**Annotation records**
┌──
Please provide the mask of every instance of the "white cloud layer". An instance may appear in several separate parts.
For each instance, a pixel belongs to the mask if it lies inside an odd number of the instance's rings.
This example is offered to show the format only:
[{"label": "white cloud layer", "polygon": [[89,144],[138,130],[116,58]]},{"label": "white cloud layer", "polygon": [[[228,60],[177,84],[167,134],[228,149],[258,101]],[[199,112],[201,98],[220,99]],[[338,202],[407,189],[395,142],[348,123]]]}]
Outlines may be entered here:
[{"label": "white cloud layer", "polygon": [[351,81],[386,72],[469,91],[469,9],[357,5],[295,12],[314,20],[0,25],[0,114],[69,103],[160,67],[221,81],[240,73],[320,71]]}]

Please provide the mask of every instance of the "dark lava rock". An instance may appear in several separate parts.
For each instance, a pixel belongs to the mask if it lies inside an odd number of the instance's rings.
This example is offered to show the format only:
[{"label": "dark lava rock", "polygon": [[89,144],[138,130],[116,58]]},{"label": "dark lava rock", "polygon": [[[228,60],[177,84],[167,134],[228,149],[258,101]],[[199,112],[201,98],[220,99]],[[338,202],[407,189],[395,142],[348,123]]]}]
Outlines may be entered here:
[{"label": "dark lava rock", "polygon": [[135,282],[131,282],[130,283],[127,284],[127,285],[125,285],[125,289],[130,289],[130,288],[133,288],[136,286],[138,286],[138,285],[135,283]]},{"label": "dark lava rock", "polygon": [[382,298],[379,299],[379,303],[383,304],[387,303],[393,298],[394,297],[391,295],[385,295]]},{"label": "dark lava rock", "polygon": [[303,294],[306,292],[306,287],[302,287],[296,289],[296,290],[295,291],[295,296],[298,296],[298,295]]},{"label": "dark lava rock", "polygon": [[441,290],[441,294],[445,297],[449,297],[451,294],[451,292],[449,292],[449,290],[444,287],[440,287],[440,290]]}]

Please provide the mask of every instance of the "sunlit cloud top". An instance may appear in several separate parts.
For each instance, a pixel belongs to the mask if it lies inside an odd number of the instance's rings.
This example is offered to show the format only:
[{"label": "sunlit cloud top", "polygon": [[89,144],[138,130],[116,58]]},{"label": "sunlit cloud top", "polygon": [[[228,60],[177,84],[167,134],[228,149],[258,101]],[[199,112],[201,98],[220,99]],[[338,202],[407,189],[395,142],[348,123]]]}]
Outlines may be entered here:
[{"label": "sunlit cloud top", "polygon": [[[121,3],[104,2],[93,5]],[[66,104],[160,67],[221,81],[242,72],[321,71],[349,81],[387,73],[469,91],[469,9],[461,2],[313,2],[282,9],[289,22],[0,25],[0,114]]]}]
└──
**TASK BRIEF**
How many lines of the material above contain the string "appear", with case counting? Reply with the number alone.

**EXERCISE RESULT**
3